[BEGIN Source text]
= Simon Gipson =

Simon Gipson is an Australian teacher, administrator and educational consultant. He has consulted in Australia, Thailand, Hong Kong, New Zealand, the United Kingdom and the United States. He is a former Head of St Michaels Grammar School and is currently the CEO of The Song Room, Chairman of The Association of Coeducational Schools (ACS), Chair of the Trinity Grammar School Council; and sits on the board of the Association of Independent Schools Victoria (AISV). Gipson will take up the position of interim Headmaster at St Paul's School at Bald Hills in Brisbane from Term 4, 2023. Gipson was awarded the Medal of the Order of Australia (OAM) in 2020 for his work.

==Professional career==
Gipson taught English and Drama at several independent schools in Western Australia before becoming Deputy Headmaster at Guildford Grammar School. In 1996, he was appointed Principal of Tridhos School Village, a project in Northern Thailand designed to introduce educational reform and best practice teaching and learning in South East Asia.

Gipson was appointed Headmaster of Melbourne independent school, St Michael's Grammar School, in 2000. He succeeded previous Headmaster Tony Hewison, who had been head there for 20 years. Gipson immediately started major reform at the school, and as a result has become well known due to this avant garde approach to education.

Gipson has been a notable commentator on educational issue, including authoring several articles published in The Age, a leading Melbourne newspaper.

In 2020, he became the Chair of School Council at Trinity Grammar School, Kew.
[END Source text]
[BEGIN Data lines]
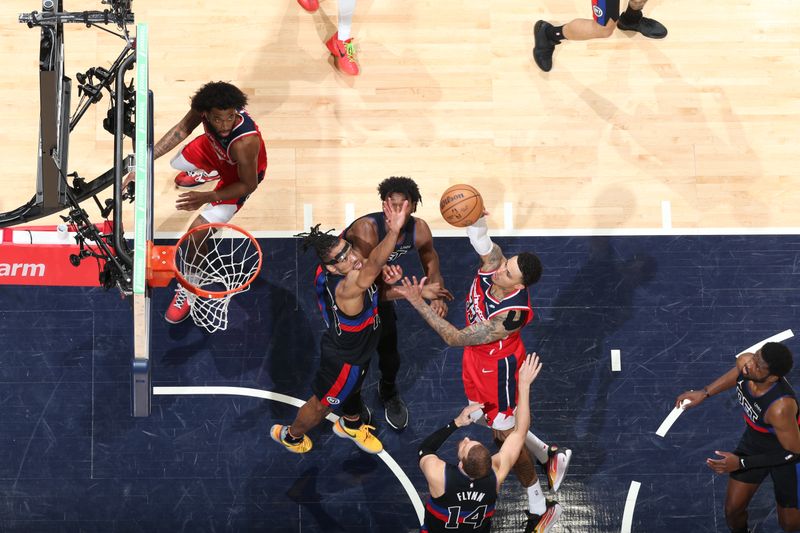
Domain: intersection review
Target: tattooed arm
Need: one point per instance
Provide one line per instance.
(494, 329)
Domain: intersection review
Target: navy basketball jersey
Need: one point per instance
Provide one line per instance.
(403, 246)
(353, 338)
(466, 505)
(755, 408)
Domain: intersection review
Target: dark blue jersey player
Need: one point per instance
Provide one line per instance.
(770, 444)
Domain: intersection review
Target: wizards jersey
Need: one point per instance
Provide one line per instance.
(466, 505)
(755, 408)
(245, 126)
(353, 338)
(404, 245)
(481, 305)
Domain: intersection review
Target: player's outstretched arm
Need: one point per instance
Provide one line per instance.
(722, 383)
(503, 460)
(491, 254)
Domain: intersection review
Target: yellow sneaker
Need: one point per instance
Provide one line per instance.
(278, 432)
(361, 436)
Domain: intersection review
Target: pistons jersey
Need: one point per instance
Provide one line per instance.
(481, 305)
(755, 408)
(466, 505)
(245, 126)
(403, 246)
(352, 338)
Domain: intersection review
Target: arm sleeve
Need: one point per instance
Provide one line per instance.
(432, 443)
(781, 457)
(478, 234)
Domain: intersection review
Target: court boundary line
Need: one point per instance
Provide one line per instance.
(401, 476)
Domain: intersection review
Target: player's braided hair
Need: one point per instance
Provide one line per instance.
(218, 95)
(402, 185)
(321, 241)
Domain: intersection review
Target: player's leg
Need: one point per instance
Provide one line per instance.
(196, 162)
(633, 20)
(785, 485)
(341, 44)
(395, 409)
(547, 36)
(350, 426)
(737, 497)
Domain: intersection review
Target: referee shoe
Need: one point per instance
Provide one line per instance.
(557, 465)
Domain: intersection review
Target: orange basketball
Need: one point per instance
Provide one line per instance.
(461, 205)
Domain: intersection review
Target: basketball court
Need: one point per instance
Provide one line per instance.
(655, 179)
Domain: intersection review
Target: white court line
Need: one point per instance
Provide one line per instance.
(291, 400)
(508, 216)
(630, 505)
(780, 337)
(308, 217)
(677, 411)
(616, 362)
(666, 214)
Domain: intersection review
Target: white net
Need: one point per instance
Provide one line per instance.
(216, 262)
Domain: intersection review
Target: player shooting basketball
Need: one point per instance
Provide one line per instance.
(498, 307)
(231, 150)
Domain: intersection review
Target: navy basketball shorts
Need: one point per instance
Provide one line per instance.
(605, 10)
(784, 477)
(337, 380)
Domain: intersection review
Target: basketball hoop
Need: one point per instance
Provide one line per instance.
(211, 267)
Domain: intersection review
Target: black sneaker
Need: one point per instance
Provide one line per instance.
(647, 27)
(543, 523)
(366, 414)
(395, 410)
(543, 47)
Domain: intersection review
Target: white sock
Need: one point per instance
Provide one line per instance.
(536, 447)
(346, 9)
(536, 502)
(181, 163)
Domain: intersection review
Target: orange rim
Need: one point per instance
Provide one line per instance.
(203, 293)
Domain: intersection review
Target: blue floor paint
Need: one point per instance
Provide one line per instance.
(678, 308)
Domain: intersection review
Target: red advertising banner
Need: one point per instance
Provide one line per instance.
(39, 255)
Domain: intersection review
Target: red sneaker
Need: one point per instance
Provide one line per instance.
(194, 178)
(344, 53)
(309, 5)
(179, 309)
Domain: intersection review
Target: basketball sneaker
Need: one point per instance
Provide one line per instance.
(179, 309)
(344, 54)
(278, 434)
(309, 5)
(193, 178)
(647, 27)
(557, 465)
(543, 47)
(395, 409)
(361, 436)
(543, 523)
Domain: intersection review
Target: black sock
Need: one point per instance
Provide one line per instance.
(555, 33)
(631, 16)
(292, 440)
(352, 424)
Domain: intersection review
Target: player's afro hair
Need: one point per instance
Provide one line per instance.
(402, 185)
(778, 358)
(218, 95)
(531, 268)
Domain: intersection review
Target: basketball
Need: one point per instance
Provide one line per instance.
(461, 205)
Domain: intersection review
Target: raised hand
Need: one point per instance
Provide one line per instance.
(529, 370)
(392, 274)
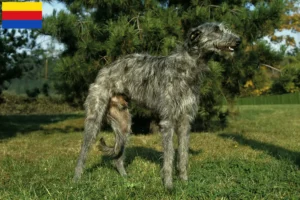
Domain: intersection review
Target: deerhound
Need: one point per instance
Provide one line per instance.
(168, 85)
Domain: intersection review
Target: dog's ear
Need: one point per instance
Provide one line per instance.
(195, 34)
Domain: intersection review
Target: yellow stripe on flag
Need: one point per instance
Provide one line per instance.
(21, 6)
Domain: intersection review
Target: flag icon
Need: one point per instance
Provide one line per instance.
(27, 15)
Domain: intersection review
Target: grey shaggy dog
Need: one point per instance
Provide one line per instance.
(168, 85)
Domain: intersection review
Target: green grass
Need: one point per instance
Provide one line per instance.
(256, 157)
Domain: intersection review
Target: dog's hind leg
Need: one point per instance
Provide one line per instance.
(120, 120)
(96, 108)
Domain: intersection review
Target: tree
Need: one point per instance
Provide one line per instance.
(15, 46)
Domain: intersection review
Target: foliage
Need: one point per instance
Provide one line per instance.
(15, 58)
(39, 153)
(289, 81)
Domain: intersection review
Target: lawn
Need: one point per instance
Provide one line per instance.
(256, 157)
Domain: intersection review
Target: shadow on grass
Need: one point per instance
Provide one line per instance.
(13, 124)
(273, 150)
(131, 153)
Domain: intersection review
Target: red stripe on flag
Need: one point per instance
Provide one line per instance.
(22, 15)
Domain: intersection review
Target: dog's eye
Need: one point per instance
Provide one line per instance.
(217, 29)
(195, 34)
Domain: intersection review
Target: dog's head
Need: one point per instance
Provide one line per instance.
(212, 37)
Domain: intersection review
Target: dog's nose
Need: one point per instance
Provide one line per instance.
(238, 41)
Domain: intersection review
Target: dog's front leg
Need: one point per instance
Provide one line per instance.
(167, 130)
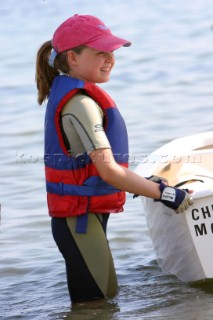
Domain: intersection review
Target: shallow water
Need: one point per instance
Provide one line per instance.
(163, 87)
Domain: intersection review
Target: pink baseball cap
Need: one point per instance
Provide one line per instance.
(86, 30)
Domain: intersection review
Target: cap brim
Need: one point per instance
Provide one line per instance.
(108, 43)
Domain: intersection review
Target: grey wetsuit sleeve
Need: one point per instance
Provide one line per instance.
(82, 121)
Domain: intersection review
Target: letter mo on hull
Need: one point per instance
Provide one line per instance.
(200, 222)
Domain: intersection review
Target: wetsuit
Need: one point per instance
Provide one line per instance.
(89, 264)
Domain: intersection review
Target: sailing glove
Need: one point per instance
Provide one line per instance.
(152, 178)
(176, 199)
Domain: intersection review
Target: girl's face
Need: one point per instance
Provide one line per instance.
(91, 65)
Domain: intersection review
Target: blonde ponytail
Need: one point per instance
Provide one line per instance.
(44, 73)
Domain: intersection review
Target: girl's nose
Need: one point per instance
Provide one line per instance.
(109, 56)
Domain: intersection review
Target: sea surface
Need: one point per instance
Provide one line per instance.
(163, 86)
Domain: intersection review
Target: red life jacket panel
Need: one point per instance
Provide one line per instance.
(73, 184)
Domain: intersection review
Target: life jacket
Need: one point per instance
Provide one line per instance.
(73, 184)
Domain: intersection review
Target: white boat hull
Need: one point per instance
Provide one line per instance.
(183, 242)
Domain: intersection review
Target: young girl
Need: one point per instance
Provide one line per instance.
(86, 153)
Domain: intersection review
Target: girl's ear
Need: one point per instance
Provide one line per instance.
(71, 58)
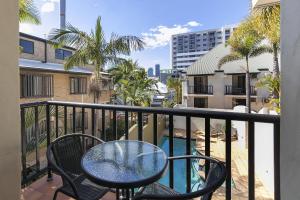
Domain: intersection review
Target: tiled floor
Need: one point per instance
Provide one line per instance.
(43, 190)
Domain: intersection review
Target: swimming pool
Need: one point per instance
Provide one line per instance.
(180, 165)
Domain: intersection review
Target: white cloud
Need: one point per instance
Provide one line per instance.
(193, 24)
(49, 6)
(160, 36)
(26, 28)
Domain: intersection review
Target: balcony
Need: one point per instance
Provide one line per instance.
(201, 89)
(42, 122)
(235, 90)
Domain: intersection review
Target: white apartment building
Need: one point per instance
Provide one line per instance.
(207, 86)
(260, 3)
(188, 47)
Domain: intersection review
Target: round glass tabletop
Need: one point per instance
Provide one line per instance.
(124, 164)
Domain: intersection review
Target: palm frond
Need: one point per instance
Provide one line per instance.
(229, 58)
(28, 12)
(99, 34)
(70, 36)
(261, 50)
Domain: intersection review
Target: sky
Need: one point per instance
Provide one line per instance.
(152, 20)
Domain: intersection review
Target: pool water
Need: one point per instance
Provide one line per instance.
(180, 165)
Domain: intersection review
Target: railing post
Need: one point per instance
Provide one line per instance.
(115, 124)
(188, 152)
(65, 120)
(36, 135)
(207, 144)
(277, 195)
(48, 138)
(140, 126)
(103, 136)
(23, 145)
(126, 125)
(56, 121)
(251, 160)
(82, 120)
(154, 128)
(93, 121)
(74, 119)
(171, 150)
(228, 159)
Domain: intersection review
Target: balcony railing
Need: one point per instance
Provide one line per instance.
(56, 115)
(201, 89)
(235, 90)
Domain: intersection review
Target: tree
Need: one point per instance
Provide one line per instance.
(175, 83)
(245, 43)
(132, 84)
(93, 48)
(267, 23)
(272, 84)
(28, 12)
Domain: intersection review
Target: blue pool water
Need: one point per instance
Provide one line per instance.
(180, 165)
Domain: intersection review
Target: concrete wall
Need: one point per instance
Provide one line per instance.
(221, 101)
(10, 167)
(61, 89)
(290, 116)
(39, 52)
(148, 129)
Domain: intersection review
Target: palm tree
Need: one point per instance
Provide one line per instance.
(122, 73)
(245, 43)
(175, 83)
(132, 84)
(267, 23)
(93, 48)
(141, 88)
(28, 12)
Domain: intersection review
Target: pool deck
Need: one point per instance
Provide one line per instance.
(43, 190)
(239, 166)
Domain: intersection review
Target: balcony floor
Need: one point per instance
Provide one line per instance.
(44, 190)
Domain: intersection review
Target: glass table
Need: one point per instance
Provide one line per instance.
(124, 164)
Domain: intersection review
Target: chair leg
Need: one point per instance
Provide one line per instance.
(55, 194)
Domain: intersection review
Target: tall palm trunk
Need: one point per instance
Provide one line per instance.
(248, 88)
(275, 68)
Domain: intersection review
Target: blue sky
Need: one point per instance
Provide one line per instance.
(153, 20)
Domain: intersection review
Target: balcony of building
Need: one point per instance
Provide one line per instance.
(237, 90)
(43, 122)
(201, 89)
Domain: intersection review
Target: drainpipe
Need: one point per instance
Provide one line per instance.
(62, 14)
(46, 50)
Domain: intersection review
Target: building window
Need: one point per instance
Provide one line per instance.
(78, 85)
(200, 103)
(62, 54)
(27, 46)
(33, 85)
(78, 121)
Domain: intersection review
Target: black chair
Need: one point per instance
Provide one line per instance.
(64, 156)
(215, 178)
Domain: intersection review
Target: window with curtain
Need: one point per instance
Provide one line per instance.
(36, 85)
(78, 85)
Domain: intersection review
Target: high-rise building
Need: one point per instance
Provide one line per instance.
(165, 74)
(157, 70)
(150, 72)
(188, 47)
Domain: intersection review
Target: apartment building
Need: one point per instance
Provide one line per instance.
(188, 47)
(43, 77)
(207, 86)
(260, 3)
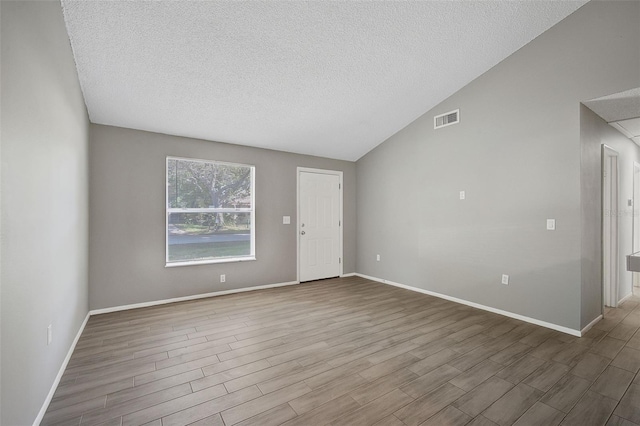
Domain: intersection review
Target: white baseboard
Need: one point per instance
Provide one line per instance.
(591, 324)
(624, 299)
(479, 306)
(63, 367)
(186, 298)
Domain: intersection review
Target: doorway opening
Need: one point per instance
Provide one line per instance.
(610, 226)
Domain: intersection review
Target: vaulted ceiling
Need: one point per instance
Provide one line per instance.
(332, 79)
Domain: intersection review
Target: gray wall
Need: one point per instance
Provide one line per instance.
(594, 132)
(516, 153)
(127, 228)
(44, 204)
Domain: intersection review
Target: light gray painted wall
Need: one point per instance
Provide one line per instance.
(44, 204)
(516, 153)
(594, 132)
(127, 228)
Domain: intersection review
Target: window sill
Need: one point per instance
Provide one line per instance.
(211, 261)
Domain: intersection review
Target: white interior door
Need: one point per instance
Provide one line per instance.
(610, 226)
(319, 225)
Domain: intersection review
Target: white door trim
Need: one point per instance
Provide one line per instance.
(610, 229)
(340, 248)
(636, 219)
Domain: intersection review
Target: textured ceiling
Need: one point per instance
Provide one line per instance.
(621, 110)
(332, 79)
(617, 107)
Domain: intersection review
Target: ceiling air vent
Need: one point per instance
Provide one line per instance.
(447, 119)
[END Data lines]
◆ Stated exercise 1: List every place where the Simon Gipson biography says he has consulted.
◆ Stated exercise 2: Collect every line of the listing that contains the word "building".

◆ Correct output 1: Australia, Thailand, Hong Kong, New Zealand, the United Kingdom, the United States

◆ Correct output 2:
Target: white apartment building
Target: balcony of building
Target: building window
Target: high-rise building
Target: apartment building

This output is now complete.